Supplied text:
▬▬▬▬▬▬

The Political Role Played by a Recent Ruling On Gun Torts: How Former Senator Thompson Used the Decision Against Presidential Candidate Giuliani
By ANTHONY J. SEBOK
|Tuesday, Aug. 28, 2007|
Last week, former U.S. Senator Fred Thompson -- who seems very likely to enter the race for the Republican Presidential nomination -- took advantage of a recent ruling by a maverick federal judge in Brooklyn to attack Rudolph Giuliani's views on gun ownership.
As I will show, Thompson's critique of Giuliani on guns is pretty silly. But the issue Thompson raises is not silly at all: How much liberty should we curtail in the war on gun violence?
The Suit that Gave Right to the Ruling: Portraying the Gun Industry's Activities As Falling Under the Doctrine of "Public Nuisance"
The relevant ruling was issued this summer by U.S. District Judge Jack Weinstein of the Eastern District of New York, in the case of City of New York v. A 1 Jewelry & Pawn, Inc. It permitted New York City's lawsuit against fifteen out-of-state gun dealers to go forward. For the gun lobby, this suit has been like a monster out of a bad horror movie: something that just won't die, no matter how many stakes the gun industry puts through its heart.

▬▬▬▬▬▬

Excerpted records:
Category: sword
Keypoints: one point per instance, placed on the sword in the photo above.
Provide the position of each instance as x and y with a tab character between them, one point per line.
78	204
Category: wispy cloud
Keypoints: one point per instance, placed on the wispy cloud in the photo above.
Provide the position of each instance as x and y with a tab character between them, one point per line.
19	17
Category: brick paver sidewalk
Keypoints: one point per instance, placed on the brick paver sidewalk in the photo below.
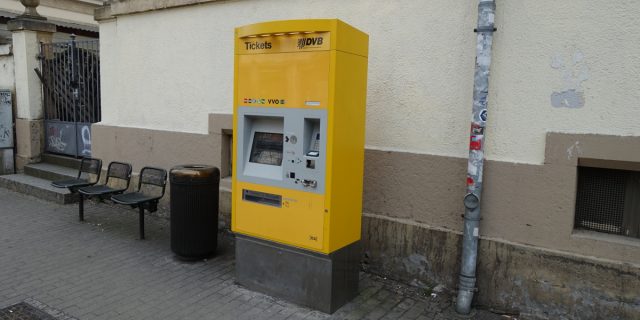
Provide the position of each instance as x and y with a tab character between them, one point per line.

▬▬▬▬▬▬

To do: In the gun-tort column, rewrite the passage that opens with "The Suit that" and closes with "through its heart.", swapping "gun dealers" for "firearms dealers".

Output for this exercise:
The Suit that Gave Right to the Ruling: Portraying the Gun Industry's Activities As Falling Under the Doctrine of "Public Nuisance"
The relevant ruling was issued this summer by U.S. District Judge Jack Weinstein of the Eastern District of New York, in the case of City of New York v. A 1 Jewelry & Pawn, Inc. It permitted New York City's lawsuit against fifteen out-of-state firearms dealers to go forward. For the gun lobby, this suit has been like a monster out of a bad horror movie: something that just won't die, no matter how many stakes the gun industry puts through its heart.